_TEXT SHOWN_:
════════════════════

# Just got a new cat



## Infamousd23 (Mar 6, 2014)

Hi, I'm Dan. A few weeks ago i lost my 16 year old cat. While I can't say I am fully over that loss, I figured it would be best to get a new cat... so last week I was fortunate enough to run into "nameless kitty" (reportedly a Birman). It has been years since I had a young cat, but I am impressed how much personality she is showing even after being dumped in the pound suddenly last month. She is much different than any cat I have ever had, but she is shaping up to be a heck of a roomie. Now if I can only figure out a name for her...


----------



## marie73 (Jul 12, 2006)

Welcome!

I'm so sorry about your other kitty.

Your new girl is gorgeous. Not a Birman, though (they have white feet, second from the left in my signature). Maybe Balinese?


----------



## 10cats2dogs (Jun 16, 2013)

Hi and Welcome! Gorgeous Cat!


----------



## spirite (Jul 31, 2012)

I'm so sorry for your loss.

════════════════════

_RECORD EXTRACTS_:
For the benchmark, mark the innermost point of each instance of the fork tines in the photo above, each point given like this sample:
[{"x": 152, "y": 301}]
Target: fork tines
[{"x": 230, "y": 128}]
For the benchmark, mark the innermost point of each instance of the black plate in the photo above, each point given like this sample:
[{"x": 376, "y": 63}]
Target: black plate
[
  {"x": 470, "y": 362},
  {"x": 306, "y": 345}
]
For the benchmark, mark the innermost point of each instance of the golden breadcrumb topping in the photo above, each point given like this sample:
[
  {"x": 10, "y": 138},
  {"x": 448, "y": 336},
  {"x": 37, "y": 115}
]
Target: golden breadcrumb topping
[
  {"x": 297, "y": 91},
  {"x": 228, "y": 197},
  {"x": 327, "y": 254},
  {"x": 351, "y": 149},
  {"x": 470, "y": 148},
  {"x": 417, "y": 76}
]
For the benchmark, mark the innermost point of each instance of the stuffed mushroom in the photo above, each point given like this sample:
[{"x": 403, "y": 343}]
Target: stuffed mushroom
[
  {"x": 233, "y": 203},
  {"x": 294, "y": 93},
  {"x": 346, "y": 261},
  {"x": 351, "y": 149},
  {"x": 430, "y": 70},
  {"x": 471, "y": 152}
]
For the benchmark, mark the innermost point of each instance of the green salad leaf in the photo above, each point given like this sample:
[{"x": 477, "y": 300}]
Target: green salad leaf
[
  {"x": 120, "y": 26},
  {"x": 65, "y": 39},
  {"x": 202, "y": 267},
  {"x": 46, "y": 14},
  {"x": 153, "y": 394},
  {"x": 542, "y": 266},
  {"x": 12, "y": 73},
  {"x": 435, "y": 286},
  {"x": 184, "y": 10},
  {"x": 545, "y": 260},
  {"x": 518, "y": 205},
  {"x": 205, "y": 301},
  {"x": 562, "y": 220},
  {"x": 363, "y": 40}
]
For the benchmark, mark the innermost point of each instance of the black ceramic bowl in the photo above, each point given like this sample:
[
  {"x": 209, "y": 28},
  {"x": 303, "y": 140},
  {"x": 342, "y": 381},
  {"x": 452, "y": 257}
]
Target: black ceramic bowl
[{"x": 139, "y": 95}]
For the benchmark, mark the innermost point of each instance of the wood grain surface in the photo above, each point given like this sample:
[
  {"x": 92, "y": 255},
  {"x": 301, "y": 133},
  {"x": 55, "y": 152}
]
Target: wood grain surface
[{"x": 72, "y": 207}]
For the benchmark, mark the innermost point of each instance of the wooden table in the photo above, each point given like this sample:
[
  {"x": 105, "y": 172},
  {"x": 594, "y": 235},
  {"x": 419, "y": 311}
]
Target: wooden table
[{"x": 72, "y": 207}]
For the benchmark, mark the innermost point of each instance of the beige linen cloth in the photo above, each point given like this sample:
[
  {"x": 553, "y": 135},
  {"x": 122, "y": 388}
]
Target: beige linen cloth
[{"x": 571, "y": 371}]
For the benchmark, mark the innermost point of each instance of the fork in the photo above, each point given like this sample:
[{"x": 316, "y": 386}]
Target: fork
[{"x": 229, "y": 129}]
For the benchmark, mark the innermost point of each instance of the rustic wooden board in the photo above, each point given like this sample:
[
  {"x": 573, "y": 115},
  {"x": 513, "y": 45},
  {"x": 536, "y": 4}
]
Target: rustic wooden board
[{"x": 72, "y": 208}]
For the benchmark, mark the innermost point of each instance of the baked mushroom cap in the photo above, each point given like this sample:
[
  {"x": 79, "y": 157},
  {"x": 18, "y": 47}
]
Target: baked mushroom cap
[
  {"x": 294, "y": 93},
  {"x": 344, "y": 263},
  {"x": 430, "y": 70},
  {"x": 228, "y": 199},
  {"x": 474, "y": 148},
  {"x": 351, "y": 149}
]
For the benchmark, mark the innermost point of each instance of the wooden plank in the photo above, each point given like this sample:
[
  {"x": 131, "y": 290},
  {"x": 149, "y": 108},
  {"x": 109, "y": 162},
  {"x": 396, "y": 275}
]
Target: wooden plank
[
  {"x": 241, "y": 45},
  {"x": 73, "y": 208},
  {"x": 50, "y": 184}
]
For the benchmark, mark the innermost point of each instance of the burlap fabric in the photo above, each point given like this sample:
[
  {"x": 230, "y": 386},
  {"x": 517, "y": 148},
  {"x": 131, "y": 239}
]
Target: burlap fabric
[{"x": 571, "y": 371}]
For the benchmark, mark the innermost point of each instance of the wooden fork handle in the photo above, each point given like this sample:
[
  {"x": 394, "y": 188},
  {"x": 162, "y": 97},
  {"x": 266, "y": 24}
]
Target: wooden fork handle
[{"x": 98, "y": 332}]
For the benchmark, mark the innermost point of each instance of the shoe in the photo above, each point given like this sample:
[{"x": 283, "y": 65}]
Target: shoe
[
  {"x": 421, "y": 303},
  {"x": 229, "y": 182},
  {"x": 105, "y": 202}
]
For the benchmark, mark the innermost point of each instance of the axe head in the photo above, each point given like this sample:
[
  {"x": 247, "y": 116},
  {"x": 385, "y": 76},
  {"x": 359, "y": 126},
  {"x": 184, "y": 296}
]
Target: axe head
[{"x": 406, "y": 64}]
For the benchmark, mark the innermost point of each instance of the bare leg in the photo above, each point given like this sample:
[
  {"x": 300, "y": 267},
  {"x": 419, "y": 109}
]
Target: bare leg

════════════════════

_TASKS FOR THIS EXERCISE_:
1. In the forum thread, which breed does marie73 suggest the new cat might be instead of a Birman?
2. Reproduce the forum thread word for word from "# Just got a" to "name for her...".

_SOLUTIONS TO THE EXERCISE_:
1. Balinese

2.
# Just got a new cat



## Infamousd23 (Mar 6, 2014)

Hi, I'm Dan. A few weeks ago i lost my 16 year old cat. While I can't say I am fully over that loss, I figured it would be best to get a new cat... so last week I was fortunate enough to run into "nameless kitty" (reportedly a Birman). It has been years since I had a young cat, but I am impressed how much personality she is showing even after being dumped in the pound suddenly last month. She is much different than any cat I have ever had, but she is shaping up to be a heck of a roomie. Now if I can only figure out a name for her...